__INSTRUCTION A__
Please answer these questions about the piece on women in boardrooms, marking your answers (i), (ii), and (iii):
(i) Which newspaper ran the article the piece cites?
(ii) According to the piece, why won't the resolution have the force of law even if both houses approve it?
(iii) What debate in Hollywood does the piece call similar?

__EXTRACT__
____________________
In this Article from the Sacramento Bee: Legislator calls for more California companies to put women on their boards we are told that State Sen. Hanna-Beth Jackson, D-Santa Barbara has recently put forth a resolution urging California companies to admit women into their boardrooms.
Because it’s a resolution even if both houses of the California Legislature approve it, it will not have the force of law. That means it’s a purely symbolic move, which the resolution’s sponsor admits, stating that she just wants to start a conversation about getting women into the boardroom. But, I ask, are quotas how we want to shape the conversation?
There’s a valid point of view out that there that I’ve been giving serious consideration and conversation to – that discussing business in terms of gender actually minimizes a person of the female gender’s accomplishments. That by referring to a business “women-owned,” are we perpetuating discrimination by creating a separate and not equal perception rather than just being a successful business? A similar debate exists in Hollywood about calling female actors “actresses” and having male and female categories in award shows.
____________________
__DATASET RECORDS__
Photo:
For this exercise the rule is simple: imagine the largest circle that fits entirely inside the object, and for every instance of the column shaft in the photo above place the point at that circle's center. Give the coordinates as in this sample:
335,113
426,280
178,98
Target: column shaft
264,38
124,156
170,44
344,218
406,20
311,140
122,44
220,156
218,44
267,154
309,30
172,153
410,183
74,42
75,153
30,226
____________________
__INSTRUCTION B__
Pick out every line of the entries that holds the string "shaft", paying attention to case.

__CORRECT RESULT A__
(i) The Sacramento Bee.
(ii) Because it is a resolution.
(iii) The debate over calling female actors "actresses" and having male and female categories in award shows.

__CORRECT RESULT B__
For this exercise the rule is simple: imagine the largest circle that fits entirely inside the object, and for every instance of the column shaft in the photo above place the point at that circle's center. Give the coordinates as in this sample:
Target: column shaft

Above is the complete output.